▸ **Goal of the exercise**: For the word "white", give the number of lines in these entries that contain it, with nothing else.

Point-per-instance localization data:

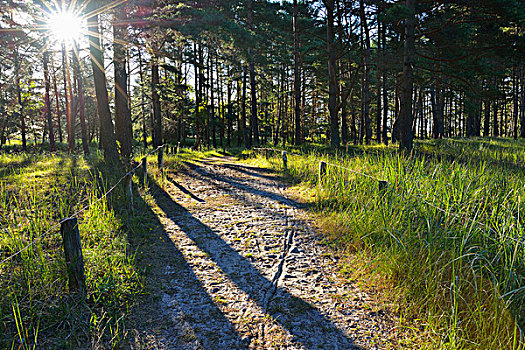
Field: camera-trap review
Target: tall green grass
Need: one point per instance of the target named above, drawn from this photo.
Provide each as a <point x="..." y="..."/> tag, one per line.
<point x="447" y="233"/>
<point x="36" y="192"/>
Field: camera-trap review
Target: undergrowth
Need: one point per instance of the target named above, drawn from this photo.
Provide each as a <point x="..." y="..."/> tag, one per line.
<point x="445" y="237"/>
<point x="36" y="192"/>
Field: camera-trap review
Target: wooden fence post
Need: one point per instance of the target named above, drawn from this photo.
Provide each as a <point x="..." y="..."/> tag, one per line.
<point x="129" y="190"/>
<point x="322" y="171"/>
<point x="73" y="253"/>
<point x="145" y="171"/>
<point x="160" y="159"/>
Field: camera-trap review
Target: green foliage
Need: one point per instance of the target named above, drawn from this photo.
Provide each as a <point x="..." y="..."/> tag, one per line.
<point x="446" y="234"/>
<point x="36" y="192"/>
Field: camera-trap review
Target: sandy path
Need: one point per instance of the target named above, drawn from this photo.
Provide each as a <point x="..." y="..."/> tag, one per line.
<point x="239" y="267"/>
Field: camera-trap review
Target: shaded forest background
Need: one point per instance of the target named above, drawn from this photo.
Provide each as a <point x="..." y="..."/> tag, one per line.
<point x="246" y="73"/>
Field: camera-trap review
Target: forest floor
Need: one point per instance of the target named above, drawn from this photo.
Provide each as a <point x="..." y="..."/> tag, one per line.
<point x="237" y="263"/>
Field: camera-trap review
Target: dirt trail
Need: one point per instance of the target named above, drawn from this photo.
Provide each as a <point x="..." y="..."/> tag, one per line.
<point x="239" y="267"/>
---
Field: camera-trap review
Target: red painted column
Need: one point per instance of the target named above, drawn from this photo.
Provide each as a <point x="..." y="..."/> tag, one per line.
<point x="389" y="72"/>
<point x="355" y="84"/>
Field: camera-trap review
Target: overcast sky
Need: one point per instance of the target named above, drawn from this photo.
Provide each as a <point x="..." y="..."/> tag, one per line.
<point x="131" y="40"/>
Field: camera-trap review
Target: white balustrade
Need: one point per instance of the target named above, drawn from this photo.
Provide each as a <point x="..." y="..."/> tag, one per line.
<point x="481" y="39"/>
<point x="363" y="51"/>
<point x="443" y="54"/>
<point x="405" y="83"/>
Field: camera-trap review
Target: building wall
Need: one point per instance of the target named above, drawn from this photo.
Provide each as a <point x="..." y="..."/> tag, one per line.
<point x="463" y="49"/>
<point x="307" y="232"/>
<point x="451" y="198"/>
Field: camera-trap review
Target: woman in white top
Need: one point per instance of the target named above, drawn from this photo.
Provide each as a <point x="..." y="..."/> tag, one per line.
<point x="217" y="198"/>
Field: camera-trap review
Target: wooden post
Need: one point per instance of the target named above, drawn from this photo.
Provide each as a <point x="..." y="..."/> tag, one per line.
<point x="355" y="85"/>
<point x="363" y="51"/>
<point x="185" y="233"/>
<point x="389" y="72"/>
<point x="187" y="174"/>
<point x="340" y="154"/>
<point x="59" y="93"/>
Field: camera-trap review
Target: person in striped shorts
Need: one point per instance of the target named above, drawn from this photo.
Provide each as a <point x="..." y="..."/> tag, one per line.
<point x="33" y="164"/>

▸ **Result**: 2